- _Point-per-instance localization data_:
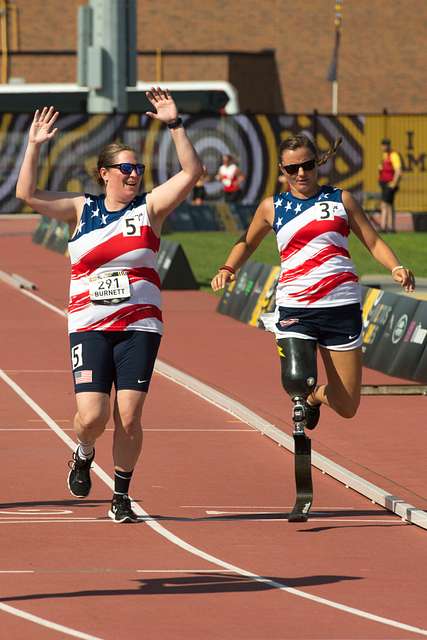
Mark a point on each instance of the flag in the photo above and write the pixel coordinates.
(333, 67)
(83, 376)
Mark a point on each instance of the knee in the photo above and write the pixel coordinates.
(129, 422)
(93, 418)
(349, 409)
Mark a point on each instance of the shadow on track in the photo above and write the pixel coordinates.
(196, 583)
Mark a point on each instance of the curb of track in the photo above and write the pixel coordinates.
(377, 495)
(406, 511)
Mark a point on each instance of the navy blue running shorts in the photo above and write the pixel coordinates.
(102, 358)
(335, 328)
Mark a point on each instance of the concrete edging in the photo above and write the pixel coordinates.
(377, 495)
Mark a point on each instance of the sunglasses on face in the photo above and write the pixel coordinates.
(127, 167)
(293, 169)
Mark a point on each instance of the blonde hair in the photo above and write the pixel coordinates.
(301, 140)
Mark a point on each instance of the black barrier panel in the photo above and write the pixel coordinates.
(244, 212)
(226, 298)
(395, 329)
(377, 310)
(174, 269)
(42, 230)
(240, 294)
(409, 361)
(254, 295)
(181, 219)
(58, 237)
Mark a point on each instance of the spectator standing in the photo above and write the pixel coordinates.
(231, 178)
(390, 171)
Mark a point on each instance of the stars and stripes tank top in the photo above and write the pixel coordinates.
(114, 284)
(312, 238)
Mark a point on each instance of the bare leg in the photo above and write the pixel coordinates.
(127, 442)
(344, 374)
(383, 218)
(93, 412)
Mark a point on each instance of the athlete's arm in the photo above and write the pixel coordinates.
(260, 226)
(60, 205)
(164, 198)
(376, 246)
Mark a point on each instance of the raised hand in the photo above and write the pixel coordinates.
(405, 278)
(41, 127)
(163, 103)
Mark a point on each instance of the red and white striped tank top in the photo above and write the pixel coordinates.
(312, 237)
(114, 284)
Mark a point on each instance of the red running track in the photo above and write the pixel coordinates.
(217, 493)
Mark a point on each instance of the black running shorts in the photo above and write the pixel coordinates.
(100, 359)
(336, 328)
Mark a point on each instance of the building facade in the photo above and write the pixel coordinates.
(275, 52)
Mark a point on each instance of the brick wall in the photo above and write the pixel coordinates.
(383, 58)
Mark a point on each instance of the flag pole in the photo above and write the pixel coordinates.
(332, 76)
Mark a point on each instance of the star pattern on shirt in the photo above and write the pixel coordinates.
(80, 226)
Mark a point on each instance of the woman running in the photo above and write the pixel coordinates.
(114, 315)
(318, 296)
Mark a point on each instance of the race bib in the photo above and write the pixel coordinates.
(325, 210)
(109, 288)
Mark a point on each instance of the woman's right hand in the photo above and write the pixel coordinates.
(221, 279)
(41, 126)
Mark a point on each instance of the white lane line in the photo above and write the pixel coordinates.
(254, 506)
(182, 571)
(178, 430)
(35, 512)
(17, 571)
(182, 544)
(46, 623)
(37, 370)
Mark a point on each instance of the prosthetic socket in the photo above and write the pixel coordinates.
(299, 373)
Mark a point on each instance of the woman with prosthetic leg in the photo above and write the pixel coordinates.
(318, 297)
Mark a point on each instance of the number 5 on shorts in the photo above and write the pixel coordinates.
(77, 356)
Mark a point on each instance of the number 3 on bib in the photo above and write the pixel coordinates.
(324, 211)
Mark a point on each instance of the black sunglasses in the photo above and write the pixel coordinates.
(128, 167)
(292, 169)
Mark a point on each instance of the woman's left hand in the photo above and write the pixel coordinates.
(163, 103)
(405, 278)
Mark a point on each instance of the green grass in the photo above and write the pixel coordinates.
(207, 250)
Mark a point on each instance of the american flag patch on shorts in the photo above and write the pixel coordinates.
(81, 377)
(287, 323)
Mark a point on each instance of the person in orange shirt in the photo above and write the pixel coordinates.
(390, 171)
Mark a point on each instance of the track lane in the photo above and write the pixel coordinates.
(244, 471)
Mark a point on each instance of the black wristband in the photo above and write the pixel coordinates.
(175, 123)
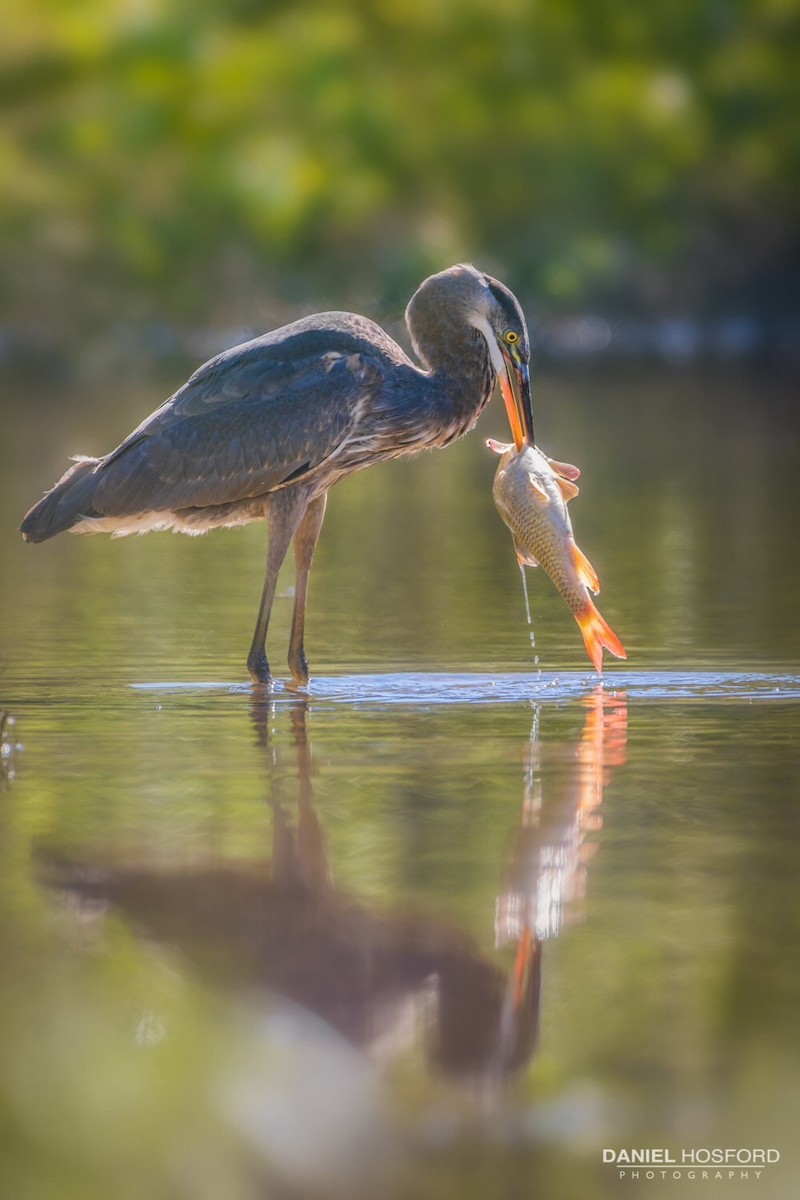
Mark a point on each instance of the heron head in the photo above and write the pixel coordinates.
(475, 299)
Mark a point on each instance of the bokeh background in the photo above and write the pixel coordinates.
(169, 166)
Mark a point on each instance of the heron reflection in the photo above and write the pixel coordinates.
(383, 977)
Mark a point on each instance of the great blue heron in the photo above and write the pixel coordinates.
(265, 429)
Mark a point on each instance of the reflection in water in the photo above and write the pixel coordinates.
(378, 976)
(546, 880)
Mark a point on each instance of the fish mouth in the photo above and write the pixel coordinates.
(515, 385)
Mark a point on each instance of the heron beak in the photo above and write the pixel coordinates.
(515, 385)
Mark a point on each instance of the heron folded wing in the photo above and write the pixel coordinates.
(240, 449)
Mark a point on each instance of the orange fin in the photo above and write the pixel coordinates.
(587, 574)
(597, 634)
(569, 491)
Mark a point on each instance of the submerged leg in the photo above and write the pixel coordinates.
(284, 514)
(304, 551)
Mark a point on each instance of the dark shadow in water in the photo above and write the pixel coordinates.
(286, 928)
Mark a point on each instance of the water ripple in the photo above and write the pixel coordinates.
(471, 688)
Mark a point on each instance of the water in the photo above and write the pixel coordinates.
(450, 924)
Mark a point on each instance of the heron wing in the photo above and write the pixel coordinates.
(246, 423)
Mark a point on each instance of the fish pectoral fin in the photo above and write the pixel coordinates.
(564, 468)
(587, 574)
(523, 557)
(569, 491)
(541, 495)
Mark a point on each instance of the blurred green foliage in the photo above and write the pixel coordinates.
(186, 159)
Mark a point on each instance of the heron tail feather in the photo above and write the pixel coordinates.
(65, 504)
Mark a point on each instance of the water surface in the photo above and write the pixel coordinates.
(453, 922)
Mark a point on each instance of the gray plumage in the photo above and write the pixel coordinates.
(265, 429)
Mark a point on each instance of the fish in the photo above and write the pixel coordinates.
(531, 493)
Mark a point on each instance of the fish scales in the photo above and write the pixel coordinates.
(531, 493)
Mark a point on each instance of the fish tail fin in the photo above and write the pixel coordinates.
(597, 635)
(587, 574)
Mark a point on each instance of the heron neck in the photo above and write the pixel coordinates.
(461, 371)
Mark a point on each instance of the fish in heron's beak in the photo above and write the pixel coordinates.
(515, 385)
(531, 493)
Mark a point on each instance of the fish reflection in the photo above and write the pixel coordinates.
(546, 879)
(382, 978)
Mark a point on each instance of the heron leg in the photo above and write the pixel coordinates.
(305, 544)
(284, 514)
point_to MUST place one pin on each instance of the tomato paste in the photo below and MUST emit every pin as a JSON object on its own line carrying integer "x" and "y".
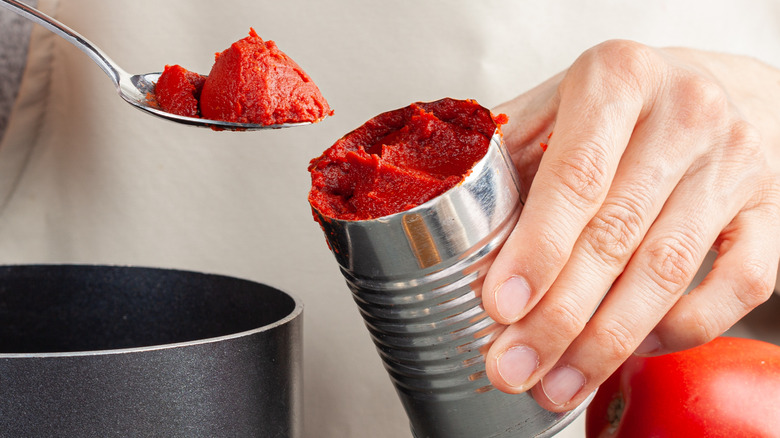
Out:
{"x": 178, "y": 91}
{"x": 250, "y": 82}
{"x": 401, "y": 159}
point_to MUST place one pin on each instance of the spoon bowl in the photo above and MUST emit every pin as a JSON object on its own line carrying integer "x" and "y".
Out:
{"x": 138, "y": 89}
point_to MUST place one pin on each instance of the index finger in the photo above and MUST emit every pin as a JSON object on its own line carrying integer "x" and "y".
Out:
{"x": 596, "y": 116}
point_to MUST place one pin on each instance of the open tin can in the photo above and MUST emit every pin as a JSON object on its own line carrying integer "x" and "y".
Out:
{"x": 416, "y": 277}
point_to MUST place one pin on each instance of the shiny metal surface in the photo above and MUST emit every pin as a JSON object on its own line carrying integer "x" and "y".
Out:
{"x": 134, "y": 89}
{"x": 99, "y": 351}
{"x": 416, "y": 277}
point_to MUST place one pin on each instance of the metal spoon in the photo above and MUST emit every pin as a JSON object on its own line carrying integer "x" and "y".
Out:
{"x": 134, "y": 89}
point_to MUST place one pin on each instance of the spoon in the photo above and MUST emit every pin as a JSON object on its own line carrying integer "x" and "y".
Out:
{"x": 134, "y": 89}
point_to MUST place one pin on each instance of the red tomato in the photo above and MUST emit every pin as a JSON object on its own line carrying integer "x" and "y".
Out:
{"x": 729, "y": 387}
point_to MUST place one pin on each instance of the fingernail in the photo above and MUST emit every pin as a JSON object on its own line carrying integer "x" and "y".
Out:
{"x": 562, "y": 384}
{"x": 512, "y": 297}
{"x": 651, "y": 345}
{"x": 516, "y": 365}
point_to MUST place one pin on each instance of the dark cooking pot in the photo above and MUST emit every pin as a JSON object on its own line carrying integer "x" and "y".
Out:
{"x": 107, "y": 351}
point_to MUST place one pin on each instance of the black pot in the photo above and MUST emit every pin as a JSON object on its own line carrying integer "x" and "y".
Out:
{"x": 109, "y": 351}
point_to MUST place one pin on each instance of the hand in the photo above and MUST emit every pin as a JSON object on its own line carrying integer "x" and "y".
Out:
{"x": 657, "y": 156}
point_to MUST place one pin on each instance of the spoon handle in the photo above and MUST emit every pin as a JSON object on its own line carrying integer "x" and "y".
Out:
{"x": 112, "y": 70}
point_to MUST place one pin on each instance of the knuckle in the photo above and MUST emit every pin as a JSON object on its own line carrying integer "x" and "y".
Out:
{"x": 699, "y": 328}
{"x": 744, "y": 141}
{"x": 673, "y": 262}
{"x": 583, "y": 174}
{"x": 552, "y": 248}
{"x": 624, "y": 64}
{"x": 614, "y": 341}
{"x": 700, "y": 101}
{"x": 615, "y": 231}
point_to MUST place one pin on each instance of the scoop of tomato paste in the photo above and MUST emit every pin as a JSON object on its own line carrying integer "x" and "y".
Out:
{"x": 255, "y": 82}
{"x": 401, "y": 159}
{"x": 251, "y": 82}
{"x": 178, "y": 90}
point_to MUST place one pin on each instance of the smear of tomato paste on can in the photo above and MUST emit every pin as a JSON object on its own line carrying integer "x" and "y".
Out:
{"x": 401, "y": 159}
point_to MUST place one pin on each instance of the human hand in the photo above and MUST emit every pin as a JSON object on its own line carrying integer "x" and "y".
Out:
{"x": 657, "y": 156}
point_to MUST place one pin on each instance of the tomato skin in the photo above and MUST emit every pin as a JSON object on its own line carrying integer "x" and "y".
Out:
{"x": 729, "y": 387}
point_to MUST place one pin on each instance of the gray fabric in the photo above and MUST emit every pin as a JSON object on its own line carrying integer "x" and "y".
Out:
{"x": 14, "y": 40}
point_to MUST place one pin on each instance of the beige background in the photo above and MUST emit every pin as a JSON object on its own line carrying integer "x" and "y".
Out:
{"x": 86, "y": 178}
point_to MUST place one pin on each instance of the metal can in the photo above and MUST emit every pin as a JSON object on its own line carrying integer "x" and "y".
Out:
{"x": 416, "y": 277}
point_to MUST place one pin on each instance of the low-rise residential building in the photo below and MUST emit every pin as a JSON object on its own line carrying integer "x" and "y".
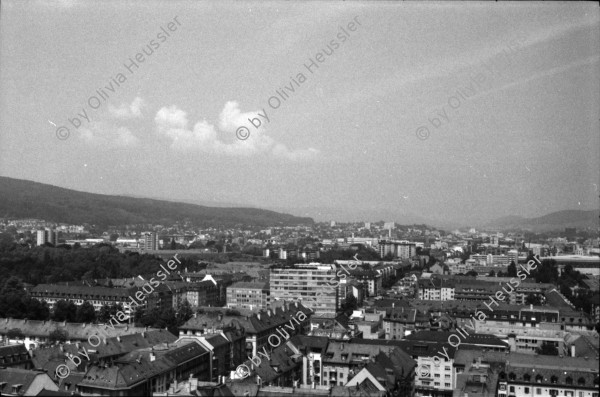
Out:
{"x": 258, "y": 327}
{"x": 147, "y": 371}
{"x": 537, "y": 375}
{"x": 23, "y": 382}
{"x": 35, "y": 332}
{"x": 435, "y": 288}
{"x": 253, "y": 296}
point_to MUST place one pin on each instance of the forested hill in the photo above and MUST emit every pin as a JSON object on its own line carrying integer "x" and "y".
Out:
{"x": 27, "y": 199}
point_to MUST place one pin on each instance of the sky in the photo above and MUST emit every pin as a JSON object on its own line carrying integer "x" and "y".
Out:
{"x": 364, "y": 111}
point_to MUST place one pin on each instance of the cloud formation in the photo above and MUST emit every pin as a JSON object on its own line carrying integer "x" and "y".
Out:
{"x": 125, "y": 111}
{"x": 172, "y": 123}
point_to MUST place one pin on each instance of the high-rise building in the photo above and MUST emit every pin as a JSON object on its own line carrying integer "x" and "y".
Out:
{"x": 47, "y": 236}
{"x": 309, "y": 284}
{"x": 399, "y": 249}
{"x": 513, "y": 256}
{"x": 389, "y": 225}
{"x": 248, "y": 295}
{"x": 150, "y": 241}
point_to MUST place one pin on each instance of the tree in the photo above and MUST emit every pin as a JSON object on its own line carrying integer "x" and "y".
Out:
{"x": 533, "y": 299}
{"x": 15, "y": 333}
{"x": 36, "y": 310}
{"x": 185, "y": 313}
{"x": 86, "y": 313}
{"x": 58, "y": 335}
{"x": 7, "y": 242}
{"x": 64, "y": 311}
{"x": 388, "y": 257}
{"x": 104, "y": 314}
{"x": 548, "y": 349}
{"x": 350, "y": 304}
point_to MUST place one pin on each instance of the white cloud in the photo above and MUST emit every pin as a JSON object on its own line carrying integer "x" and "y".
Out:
{"x": 172, "y": 122}
{"x": 125, "y": 111}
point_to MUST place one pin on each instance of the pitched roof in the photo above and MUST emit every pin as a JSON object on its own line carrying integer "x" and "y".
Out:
{"x": 254, "y": 324}
{"x": 75, "y": 331}
{"x": 139, "y": 366}
{"x": 16, "y": 376}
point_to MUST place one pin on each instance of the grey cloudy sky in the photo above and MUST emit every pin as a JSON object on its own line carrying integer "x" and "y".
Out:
{"x": 449, "y": 111}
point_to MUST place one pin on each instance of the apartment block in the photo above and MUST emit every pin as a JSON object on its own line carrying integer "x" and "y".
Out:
{"x": 248, "y": 295}
{"x": 313, "y": 284}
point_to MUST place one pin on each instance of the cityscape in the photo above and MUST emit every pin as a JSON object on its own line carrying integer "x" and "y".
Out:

- _WHAT THIS TASK INVOLVES_:
Show all lines in the entries above where the string "rise" appears.

- _EXERCISE RESULT_:
point_to MUST place one pin on each instance of the low-rise residential building in the photo below and MUST emit every pin as a JSON object on its own line carrying integer "x" and "y".
point_to MUST place one pin on each instance of the high-rise building in the photo above and MUST emit every pin as a JSON object on its own line carrying integer "x" and "y".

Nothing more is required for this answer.